Exercise goal:
Return exactly the span of lines in the following data that opens with the line containing "Provide the location of each instance of the folded" and closes with the line containing "Provide the location of each instance of the wooden slat". Include nothing else.

Dataset items:
———
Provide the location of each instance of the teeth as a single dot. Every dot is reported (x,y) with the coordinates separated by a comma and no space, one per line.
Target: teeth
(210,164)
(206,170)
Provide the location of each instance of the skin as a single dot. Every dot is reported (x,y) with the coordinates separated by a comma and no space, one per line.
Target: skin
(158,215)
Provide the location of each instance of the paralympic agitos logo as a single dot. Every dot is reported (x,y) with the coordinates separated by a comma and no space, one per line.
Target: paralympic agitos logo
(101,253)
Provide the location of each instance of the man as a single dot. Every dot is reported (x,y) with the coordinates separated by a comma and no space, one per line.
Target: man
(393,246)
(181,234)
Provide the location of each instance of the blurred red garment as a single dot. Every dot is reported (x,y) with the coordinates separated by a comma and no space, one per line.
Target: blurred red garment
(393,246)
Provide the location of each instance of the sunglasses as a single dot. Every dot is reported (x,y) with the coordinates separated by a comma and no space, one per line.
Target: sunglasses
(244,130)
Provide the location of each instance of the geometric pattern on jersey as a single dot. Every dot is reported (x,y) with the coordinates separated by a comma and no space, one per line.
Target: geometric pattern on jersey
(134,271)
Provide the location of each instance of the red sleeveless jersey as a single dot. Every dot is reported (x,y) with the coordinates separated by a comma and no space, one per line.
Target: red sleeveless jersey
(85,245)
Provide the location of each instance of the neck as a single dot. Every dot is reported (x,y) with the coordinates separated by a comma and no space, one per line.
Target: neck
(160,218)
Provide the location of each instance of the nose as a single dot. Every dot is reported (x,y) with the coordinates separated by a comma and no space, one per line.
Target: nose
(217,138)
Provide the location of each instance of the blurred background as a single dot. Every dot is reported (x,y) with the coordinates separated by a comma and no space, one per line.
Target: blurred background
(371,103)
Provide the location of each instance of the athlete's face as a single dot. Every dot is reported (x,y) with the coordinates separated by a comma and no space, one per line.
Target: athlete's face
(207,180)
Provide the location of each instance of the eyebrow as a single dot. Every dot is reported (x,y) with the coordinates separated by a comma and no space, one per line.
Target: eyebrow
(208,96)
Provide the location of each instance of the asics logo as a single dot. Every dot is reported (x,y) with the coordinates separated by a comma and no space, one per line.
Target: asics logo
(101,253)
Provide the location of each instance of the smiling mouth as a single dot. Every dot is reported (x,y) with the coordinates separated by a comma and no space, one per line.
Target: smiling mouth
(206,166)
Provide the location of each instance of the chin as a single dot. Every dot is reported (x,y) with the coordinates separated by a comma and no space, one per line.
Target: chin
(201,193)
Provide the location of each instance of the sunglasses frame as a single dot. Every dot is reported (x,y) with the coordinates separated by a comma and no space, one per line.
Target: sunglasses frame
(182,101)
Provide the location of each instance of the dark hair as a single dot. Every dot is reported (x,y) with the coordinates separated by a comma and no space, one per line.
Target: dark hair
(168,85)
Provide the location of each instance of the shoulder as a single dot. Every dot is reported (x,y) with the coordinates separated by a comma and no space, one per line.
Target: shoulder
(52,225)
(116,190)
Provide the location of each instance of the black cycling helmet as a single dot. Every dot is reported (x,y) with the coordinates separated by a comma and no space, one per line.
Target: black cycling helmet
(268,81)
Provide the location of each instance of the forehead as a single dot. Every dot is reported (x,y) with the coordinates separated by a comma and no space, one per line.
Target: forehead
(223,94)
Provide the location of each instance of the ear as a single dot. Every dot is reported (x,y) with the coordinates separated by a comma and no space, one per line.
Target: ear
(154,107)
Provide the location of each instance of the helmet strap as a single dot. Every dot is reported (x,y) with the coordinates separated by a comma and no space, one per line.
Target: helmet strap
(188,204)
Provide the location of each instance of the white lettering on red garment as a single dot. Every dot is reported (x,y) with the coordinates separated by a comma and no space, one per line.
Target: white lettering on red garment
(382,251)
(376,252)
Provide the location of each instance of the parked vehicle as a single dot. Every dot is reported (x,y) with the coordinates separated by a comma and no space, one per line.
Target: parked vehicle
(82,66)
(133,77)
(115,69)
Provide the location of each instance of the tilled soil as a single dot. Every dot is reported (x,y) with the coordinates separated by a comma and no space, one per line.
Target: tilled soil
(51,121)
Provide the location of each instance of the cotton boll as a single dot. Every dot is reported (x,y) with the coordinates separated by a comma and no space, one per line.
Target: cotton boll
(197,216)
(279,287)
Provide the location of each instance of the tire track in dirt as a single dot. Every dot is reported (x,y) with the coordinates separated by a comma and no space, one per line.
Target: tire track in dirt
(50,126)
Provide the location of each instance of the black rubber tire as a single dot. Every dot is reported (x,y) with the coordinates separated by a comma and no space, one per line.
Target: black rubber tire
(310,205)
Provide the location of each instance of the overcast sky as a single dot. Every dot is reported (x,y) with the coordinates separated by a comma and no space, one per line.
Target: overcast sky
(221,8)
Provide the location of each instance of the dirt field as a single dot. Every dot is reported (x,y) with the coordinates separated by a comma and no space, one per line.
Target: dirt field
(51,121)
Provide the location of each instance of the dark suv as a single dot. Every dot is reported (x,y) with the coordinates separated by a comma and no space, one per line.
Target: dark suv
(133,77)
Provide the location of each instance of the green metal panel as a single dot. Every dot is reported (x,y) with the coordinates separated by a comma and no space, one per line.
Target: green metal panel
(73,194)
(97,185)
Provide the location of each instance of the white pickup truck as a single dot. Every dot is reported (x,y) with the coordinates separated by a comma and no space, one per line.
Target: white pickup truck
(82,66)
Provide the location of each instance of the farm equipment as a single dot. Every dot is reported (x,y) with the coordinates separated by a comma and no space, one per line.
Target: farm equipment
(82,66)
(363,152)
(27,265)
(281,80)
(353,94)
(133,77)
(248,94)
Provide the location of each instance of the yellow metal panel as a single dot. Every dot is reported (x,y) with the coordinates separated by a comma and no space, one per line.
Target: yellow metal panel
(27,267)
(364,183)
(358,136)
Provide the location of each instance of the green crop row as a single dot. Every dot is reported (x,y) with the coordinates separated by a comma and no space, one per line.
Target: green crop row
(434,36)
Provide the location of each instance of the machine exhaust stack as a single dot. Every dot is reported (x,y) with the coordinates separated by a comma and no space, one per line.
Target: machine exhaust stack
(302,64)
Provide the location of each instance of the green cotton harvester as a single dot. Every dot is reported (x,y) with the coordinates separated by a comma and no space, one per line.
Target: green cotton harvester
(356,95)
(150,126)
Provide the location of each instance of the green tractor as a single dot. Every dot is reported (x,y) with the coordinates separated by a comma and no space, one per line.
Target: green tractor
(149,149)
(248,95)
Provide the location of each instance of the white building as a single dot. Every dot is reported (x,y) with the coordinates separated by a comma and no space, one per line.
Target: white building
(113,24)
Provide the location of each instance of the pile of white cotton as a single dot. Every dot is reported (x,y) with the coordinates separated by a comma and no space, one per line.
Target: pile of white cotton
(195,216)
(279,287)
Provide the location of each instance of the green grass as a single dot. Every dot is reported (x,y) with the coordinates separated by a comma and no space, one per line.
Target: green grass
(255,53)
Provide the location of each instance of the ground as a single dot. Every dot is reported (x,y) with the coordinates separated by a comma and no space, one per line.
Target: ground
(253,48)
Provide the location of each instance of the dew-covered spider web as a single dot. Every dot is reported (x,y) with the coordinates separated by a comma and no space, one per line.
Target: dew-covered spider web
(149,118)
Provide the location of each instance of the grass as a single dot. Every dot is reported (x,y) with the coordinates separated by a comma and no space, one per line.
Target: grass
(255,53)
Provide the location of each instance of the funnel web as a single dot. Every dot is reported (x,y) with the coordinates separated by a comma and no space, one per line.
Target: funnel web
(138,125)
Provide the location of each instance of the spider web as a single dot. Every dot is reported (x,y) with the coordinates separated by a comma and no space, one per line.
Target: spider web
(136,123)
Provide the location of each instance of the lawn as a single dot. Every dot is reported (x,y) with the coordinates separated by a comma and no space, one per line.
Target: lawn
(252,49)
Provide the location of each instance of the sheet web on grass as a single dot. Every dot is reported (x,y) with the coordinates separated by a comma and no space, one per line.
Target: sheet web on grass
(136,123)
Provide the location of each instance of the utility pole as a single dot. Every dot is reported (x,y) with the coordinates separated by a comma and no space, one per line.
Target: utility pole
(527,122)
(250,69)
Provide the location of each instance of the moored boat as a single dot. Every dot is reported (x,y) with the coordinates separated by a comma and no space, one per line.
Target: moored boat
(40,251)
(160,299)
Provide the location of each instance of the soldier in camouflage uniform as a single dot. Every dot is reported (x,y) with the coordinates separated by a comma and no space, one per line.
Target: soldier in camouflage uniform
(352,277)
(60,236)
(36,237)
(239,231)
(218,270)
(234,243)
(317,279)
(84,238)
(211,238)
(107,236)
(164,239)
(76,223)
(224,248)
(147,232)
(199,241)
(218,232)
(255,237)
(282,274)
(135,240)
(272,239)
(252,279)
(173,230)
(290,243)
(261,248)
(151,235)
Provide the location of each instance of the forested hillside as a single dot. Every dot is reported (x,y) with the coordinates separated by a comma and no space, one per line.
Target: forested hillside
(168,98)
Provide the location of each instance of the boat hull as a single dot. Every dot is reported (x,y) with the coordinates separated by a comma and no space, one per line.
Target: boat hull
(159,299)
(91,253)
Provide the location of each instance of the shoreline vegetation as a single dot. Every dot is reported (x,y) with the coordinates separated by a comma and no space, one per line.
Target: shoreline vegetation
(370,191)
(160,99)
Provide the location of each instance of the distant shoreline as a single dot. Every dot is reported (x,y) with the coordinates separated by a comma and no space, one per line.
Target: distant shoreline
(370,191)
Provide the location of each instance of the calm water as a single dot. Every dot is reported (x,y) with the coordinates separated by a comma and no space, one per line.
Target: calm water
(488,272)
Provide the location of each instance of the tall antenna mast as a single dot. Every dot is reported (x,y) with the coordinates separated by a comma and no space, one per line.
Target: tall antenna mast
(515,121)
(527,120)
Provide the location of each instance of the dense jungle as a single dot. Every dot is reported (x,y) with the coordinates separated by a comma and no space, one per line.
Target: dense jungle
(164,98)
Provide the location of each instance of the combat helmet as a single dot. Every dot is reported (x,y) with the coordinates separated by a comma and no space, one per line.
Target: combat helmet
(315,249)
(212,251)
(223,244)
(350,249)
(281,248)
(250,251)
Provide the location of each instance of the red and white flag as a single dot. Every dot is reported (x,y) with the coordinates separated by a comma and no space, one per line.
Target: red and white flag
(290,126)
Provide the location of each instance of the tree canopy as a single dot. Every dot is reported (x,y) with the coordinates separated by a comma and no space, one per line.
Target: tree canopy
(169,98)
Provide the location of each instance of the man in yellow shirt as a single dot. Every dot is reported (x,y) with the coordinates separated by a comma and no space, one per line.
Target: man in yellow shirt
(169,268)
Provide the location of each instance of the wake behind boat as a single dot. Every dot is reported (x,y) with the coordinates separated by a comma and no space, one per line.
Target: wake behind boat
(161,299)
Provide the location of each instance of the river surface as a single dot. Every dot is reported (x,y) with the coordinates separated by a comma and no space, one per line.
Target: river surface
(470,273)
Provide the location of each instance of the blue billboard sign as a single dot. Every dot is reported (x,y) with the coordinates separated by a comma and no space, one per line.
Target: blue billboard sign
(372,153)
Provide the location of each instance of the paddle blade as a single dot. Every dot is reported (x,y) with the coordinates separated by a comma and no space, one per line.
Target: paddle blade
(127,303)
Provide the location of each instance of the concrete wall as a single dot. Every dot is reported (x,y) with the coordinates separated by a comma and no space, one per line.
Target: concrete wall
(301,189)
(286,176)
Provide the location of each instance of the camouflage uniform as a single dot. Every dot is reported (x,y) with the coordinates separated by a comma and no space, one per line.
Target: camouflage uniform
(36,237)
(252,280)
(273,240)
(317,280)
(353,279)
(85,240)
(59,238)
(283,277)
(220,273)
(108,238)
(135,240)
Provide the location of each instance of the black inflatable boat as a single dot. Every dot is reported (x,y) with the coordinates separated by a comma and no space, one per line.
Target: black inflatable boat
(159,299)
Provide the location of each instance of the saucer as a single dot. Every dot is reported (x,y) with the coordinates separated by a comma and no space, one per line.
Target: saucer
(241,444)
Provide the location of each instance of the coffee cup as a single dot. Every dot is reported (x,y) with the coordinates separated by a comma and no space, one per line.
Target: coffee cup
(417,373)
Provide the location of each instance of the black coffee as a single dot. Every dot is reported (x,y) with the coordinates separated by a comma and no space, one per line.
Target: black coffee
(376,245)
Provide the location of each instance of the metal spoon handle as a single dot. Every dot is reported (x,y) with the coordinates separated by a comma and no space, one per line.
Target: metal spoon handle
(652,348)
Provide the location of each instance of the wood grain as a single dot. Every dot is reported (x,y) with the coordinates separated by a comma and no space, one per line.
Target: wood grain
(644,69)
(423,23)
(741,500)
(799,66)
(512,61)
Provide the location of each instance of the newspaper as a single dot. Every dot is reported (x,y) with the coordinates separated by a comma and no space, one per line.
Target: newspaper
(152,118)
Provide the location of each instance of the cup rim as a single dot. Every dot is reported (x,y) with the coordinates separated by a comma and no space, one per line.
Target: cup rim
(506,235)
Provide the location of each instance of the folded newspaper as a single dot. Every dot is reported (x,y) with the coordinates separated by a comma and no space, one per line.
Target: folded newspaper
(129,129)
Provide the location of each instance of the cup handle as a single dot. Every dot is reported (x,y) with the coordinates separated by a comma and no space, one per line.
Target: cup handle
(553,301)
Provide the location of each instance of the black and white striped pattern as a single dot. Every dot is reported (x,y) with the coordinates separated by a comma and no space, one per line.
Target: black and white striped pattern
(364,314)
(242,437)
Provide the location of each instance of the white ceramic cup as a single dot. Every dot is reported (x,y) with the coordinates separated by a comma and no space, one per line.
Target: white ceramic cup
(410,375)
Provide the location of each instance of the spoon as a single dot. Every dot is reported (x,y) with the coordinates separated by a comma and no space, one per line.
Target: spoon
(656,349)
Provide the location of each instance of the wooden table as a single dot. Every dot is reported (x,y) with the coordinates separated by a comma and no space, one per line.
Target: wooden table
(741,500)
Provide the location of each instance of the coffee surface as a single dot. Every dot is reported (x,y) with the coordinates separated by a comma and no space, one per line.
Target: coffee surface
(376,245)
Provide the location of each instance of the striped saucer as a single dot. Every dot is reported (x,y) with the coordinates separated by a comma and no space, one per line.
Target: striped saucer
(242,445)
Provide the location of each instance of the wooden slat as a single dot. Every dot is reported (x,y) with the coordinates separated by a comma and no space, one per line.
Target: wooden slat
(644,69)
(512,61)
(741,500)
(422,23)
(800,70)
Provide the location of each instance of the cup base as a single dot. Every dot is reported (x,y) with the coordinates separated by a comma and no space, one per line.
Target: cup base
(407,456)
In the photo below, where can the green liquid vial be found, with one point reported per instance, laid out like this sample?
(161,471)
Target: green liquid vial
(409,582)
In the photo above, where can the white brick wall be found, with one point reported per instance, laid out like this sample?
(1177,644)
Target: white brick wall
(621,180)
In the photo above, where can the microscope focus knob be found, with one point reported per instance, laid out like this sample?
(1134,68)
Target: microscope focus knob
———
Response:
Provide the location of each instance of the folded newspaper as a single dot. Every dot is reported (x,y) with the coordinates separated by a comma and no space, one per line.
Target: folded newspaper
(129,129)
Provide the location of each instance of the cup handle as a single dot. Every dot is reported (x,y) with the coordinates separated by a comma and no space, one per line.
Target: cup handle
(553,301)
Provide the location of each instance of the black and white striped pattern as a single dot. Every dot is reported (x,y) with the coordinates separated by a comma and no space, one per line.
Target: black and white striped pattern
(364,314)
(242,437)
Provide the location of each instance of the white ceramic cup as a single dot. Every dot is reported (x,y) with the coordinates separated by a comma and no space, one per line.
Target: white ceramic cup
(410,375)
Provide the location of each instance of the spoon as a single dot. Every dot is reported (x,y) with the coordinates separated by a comma and no space, one per line.
Target: spoon
(656,349)
Provide the location of each instance of the wooden table as a single dot. Every dot is reported (x,y) with the coordinates separated by a comma and no space, one per line.
Target: wooden table
(741,500)
Provide the location of each instance of the coffee surface as a single dot. Every dot is reported (x,y) with the coordinates separated by a comma and no space, one per line.
Target: coffee surface
(376,245)
Provide the location of each instance of the striped saucer as a single dot. Every dot is reported (x,y) with the coordinates separated by a comma and no space, one per line.
Target: striped saucer
(242,445)
Provide the location of each instance of the wooden slat as a single dot. Every dot is reported (x,y) with the coordinates separated by a comma and no space, one per line.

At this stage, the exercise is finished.